» Stated exercise
Set down exactly the lines running from the line with "Draw the outline of every instance of the <item>blurred" to the end of the listing below, both ends included.

» Dataset entries
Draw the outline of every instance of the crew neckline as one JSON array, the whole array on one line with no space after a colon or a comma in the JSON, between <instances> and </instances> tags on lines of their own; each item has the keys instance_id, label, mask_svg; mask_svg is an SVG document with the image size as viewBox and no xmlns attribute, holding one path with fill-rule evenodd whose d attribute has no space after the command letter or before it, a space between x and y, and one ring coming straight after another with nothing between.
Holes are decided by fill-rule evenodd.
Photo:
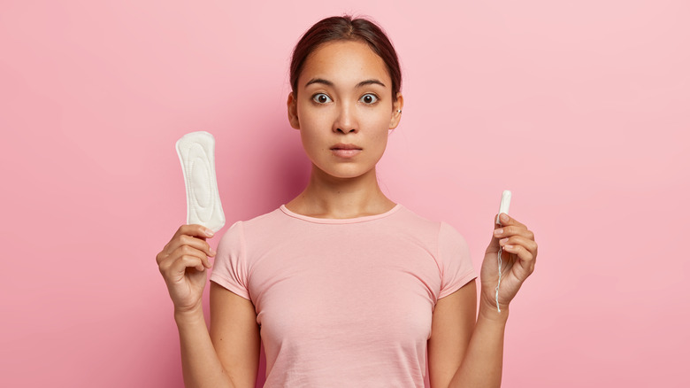
<instances>
[{"instance_id":1,"label":"crew neckline","mask_svg":"<svg viewBox=\"0 0 690 388\"><path fill-rule=\"evenodd\" d=\"M380 214L373 214L373 215L364 215L362 217L355 217L355 218L318 218L318 217L310 217L309 215L300 214L297 213L293 212L292 210L288 209L285 205L280 205L280 210L287 215L296 218L298 220L306 221L309 222L313 223L330 223L330 224L346 224L346 223L357 223L357 222L366 222L374 220L380 220L381 218L386 218L394 213L397 212L402 207L400 204L395 204L393 208L388 210L386 213L381 213Z\"/></svg>"}]
</instances>

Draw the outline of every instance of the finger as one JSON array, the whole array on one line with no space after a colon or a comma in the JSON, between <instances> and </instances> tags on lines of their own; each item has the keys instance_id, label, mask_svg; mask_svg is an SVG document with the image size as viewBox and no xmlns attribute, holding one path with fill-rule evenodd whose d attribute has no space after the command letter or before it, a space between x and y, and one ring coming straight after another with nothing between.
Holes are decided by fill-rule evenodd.
<instances>
[{"instance_id":1,"label":"finger","mask_svg":"<svg viewBox=\"0 0 690 388\"><path fill-rule=\"evenodd\" d=\"M527 263L531 263L534 260L534 256L532 254L532 252L527 251L527 249L522 245L511 245L509 244L503 245L503 252L512 253L518 256L521 260Z\"/></svg>"},{"instance_id":2,"label":"finger","mask_svg":"<svg viewBox=\"0 0 690 388\"><path fill-rule=\"evenodd\" d=\"M537 255L537 243L534 240L523 237L522 236L513 236L510 237L502 238L498 242L501 246L505 245L521 245L524 246L533 256Z\"/></svg>"},{"instance_id":3,"label":"finger","mask_svg":"<svg viewBox=\"0 0 690 388\"><path fill-rule=\"evenodd\" d=\"M199 237L193 237L191 236L181 235L177 238L170 241L166 247L166 251L170 253L179 249L180 246L188 245L192 248L197 249L203 252L206 256L215 256L216 252L211 247L211 244L204 239Z\"/></svg>"},{"instance_id":4,"label":"finger","mask_svg":"<svg viewBox=\"0 0 690 388\"><path fill-rule=\"evenodd\" d=\"M209 260L209 258L206 256L206 253L203 251L199 251L198 249L194 248L192 246L180 245L179 248L173 251L172 253L171 253L170 255L172 260L175 260L178 258L182 256L196 257L202 261L203 267L206 267L207 268L210 268L211 267L211 261Z\"/></svg>"},{"instance_id":5,"label":"finger","mask_svg":"<svg viewBox=\"0 0 690 388\"><path fill-rule=\"evenodd\" d=\"M187 268L196 268L200 272L206 269L201 259L196 256L188 255L181 256L170 267L170 270L173 274L184 274Z\"/></svg>"},{"instance_id":6,"label":"finger","mask_svg":"<svg viewBox=\"0 0 690 388\"><path fill-rule=\"evenodd\" d=\"M534 233L532 230L529 230L525 225L511 225L496 228L494 229L494 236L498 238L522 236L525 238L534 240Z\"/></svg>"},{"instance_id":7,"label":"finger","mask_svg":"<svg viewBox=\"0 0 690 388\"><path fill-rule=\"evenodd\" d=\"M522 227L527 228L525 225L523 225L522 223L520 223L518 220L510 217L510 215L506 214L505 213L502 213L500 214L500 216L501 216L501 224L502 226L511 226L511 225L514 225L514 226L522 226Z\"/></svg>"},{"instance_id":8,"label":"finger","mask_svg":"<svg viewBox=\"0 0 690 388\"><path fill-rule=\"evenodd\" d=\"M172 239L183 235L199 238L211 238L214 234L213 230L199 224L182 225L178 228Z\"/></svg>"}]
</instances>

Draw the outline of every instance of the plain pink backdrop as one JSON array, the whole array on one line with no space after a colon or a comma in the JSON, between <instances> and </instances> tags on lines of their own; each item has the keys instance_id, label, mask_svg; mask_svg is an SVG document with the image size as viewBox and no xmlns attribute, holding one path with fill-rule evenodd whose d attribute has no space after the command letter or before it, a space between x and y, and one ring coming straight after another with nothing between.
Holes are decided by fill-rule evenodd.
<instances>
[{"instance_id":1,"label":"plain pink backdrop","mask_svg":"<svg viewBox=\"0 0 690 388\"><path fill-rule=\"evenodd\" d=\"M332 3L0 3L0 385L182 386L154 260L186 214L174 142L215 135L228 225L288 201L290 50L355 12L402 62L385 191L477 268L503 189L536 233L503 386L688 386L690 4Z\"/></svg>"}]
</instances>

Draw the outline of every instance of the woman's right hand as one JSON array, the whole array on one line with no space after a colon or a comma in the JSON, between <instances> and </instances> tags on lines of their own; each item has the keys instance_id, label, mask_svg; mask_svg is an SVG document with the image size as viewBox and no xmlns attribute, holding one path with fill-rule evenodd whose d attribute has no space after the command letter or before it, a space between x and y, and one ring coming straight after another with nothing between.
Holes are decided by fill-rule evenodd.
<instances>
[{"instance_id":1,"label":"woman's right hand","mask_svg":"<svg viewBox=\"0 0 690 388\"><path fill-rule=\"evenodd\" d=\"M182 225L156 256L176 313L202 311L209 257L216 255L206 242L213 231L201 225Z\"/></svg>"}]
</instances>

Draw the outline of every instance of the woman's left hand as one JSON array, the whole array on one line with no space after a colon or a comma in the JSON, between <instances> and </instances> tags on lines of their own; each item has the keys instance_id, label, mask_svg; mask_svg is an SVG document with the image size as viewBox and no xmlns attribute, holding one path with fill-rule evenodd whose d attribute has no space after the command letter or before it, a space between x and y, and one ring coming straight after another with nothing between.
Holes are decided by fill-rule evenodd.
<instances>
[{"instance_id":1,"label":"woman's left hand","mask_svg":"<svg viewBox=\"0 0 690 388\"><path fill-rule=\"evenodd\" d=\"M498 290L498 303L502 310L507 309L522 283L534 271L537 243L534 233L518 220L501 213L501 222L502 226L494 225L494 236L481 265L481 303L496 308L498 249L502 247L501 286Z\"/></svg>"}]
</instances>

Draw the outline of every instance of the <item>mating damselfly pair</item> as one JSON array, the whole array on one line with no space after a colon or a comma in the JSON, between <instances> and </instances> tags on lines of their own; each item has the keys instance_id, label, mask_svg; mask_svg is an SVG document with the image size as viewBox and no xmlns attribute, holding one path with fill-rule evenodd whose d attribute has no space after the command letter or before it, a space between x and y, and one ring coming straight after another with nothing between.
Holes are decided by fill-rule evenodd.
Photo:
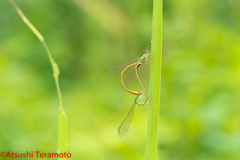
<instances>
[{"instance_id":1,"label":"mating damselfly pair","mask_svg":"<svg viewBox=\"0 0 240 160\"><path fill-rule=\"evenodd\" d=\"M145 59L145 62L147 64L149 64L150 63L150 58L151 58L151 53L148 50L146 50L143 54L141 54L139 57L133 59L132 61L130 61L126 64L123 64L123 65L118 65L118 66L115 66L115 67L111 67L111 69L110 69L110 75L112 75L112 76L116 75L120 72L121 73L121 83L123 85L123 88L129 93L137 95L137 97L134 99L134 103L133 103L130 111L128 112L128 114L124 118L124 120L122 121L121 125L118 127L119 137L123 137L127 133L128 129L129 129L131 123L132 123L132 119L133 119L133 115L134 115L134 109L135 109L136 104L139 105L139 106L143 106L149 98L147 89L144 86L144 84L143 84L143 82L142 82L142 80L139 76L138 68L142 64L143 59ZM131 70L135 71L136 77L137 77L139 83L141 84L141 86L143 87L143 91L136 92L136 91L132 91L132 90L129 90L129 89L126 88L125 85L130 81L131 77L133 77L133 75L134 75L130 71L124 77L123 75L124 75L124 73L126 72L127 69L131 69Z\"/></svg>"}]
</instances>

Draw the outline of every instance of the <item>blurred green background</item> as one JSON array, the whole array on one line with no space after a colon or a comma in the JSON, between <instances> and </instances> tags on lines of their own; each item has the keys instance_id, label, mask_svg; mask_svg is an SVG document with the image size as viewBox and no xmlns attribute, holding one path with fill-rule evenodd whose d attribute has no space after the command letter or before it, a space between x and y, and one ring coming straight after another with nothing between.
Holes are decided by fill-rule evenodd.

» Written answer
Draw the outline of every instance of the <item>blurred green background</item> as one JSON array, the whole array on one line with no space after a colon or a comma in the JSON, between <instances> and </instances> tags on lines of their own; each item has the keys instance_id, label, mask_svg; mask_svg is an SVG document with the image size as viewBox and no xmlns attribute, holding one path with fill-rule evenodd whose d attribute has no space after the command letter or before it, a space between x and y, and one ring coming straight after another with nothing between.
Holes are decided by fill-rule evenodd.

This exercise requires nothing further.